*** DATA FOR THIS TASK ***
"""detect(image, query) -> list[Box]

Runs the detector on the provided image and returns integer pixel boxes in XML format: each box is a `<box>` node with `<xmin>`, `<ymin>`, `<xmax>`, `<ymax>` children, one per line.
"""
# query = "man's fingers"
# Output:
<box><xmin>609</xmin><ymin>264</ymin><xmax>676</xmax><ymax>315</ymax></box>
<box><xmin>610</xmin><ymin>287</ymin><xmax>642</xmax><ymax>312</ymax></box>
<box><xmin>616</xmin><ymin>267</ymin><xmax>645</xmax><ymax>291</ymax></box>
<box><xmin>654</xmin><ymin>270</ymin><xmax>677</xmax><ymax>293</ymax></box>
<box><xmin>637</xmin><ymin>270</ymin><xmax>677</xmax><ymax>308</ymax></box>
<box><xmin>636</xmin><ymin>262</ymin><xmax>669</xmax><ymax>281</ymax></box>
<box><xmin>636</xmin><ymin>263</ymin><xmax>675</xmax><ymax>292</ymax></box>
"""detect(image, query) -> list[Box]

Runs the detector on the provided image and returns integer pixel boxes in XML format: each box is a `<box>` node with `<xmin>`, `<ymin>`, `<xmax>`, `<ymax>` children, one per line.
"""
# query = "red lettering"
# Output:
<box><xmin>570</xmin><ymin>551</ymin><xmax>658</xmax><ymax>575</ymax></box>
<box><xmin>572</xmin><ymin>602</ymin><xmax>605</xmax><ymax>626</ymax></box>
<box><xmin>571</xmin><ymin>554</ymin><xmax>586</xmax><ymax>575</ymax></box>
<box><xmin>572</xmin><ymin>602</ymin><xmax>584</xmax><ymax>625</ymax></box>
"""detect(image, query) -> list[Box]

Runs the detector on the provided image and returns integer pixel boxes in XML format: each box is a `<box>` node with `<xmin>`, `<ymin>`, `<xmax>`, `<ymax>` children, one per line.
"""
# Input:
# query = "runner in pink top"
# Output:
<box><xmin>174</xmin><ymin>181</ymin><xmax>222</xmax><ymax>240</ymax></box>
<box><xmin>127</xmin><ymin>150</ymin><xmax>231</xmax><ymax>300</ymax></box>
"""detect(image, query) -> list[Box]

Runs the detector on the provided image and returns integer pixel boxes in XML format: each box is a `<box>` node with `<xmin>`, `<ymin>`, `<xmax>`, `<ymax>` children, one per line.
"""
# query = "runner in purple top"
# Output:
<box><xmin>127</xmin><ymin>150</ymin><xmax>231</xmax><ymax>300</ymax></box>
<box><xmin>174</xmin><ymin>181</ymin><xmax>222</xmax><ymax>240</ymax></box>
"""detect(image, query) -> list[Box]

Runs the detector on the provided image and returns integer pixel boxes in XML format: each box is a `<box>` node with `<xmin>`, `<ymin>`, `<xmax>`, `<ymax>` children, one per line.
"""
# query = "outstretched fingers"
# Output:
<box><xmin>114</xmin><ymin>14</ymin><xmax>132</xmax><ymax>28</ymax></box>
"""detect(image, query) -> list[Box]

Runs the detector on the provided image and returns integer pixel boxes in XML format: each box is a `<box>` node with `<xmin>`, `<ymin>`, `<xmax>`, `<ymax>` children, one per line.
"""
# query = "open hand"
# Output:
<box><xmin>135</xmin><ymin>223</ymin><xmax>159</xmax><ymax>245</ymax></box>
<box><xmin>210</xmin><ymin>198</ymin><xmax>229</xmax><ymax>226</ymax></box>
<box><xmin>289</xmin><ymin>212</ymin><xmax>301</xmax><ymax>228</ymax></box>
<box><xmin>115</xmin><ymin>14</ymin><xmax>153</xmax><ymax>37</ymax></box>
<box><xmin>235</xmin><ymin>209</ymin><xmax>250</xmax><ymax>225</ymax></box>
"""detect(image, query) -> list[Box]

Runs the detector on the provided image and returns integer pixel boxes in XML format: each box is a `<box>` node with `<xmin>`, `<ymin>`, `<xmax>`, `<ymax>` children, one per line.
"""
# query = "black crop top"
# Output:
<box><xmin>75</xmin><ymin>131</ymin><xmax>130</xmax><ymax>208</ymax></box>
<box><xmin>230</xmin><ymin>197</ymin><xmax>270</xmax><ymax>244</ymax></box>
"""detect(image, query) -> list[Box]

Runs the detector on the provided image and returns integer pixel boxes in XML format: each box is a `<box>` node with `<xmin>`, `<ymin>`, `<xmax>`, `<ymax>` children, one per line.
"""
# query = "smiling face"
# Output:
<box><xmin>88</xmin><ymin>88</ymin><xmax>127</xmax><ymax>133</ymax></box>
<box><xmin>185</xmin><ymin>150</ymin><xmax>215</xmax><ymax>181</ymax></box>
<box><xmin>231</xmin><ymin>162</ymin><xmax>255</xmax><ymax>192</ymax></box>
*** End of DATA FOR THIS TASK ***
> WHAT THE TASK ASKS: From the listing, copy every line where the string "fingers" appears.

> TASK SOLUTION:
# query = "man's fingers"
# query = "outstretched fingers"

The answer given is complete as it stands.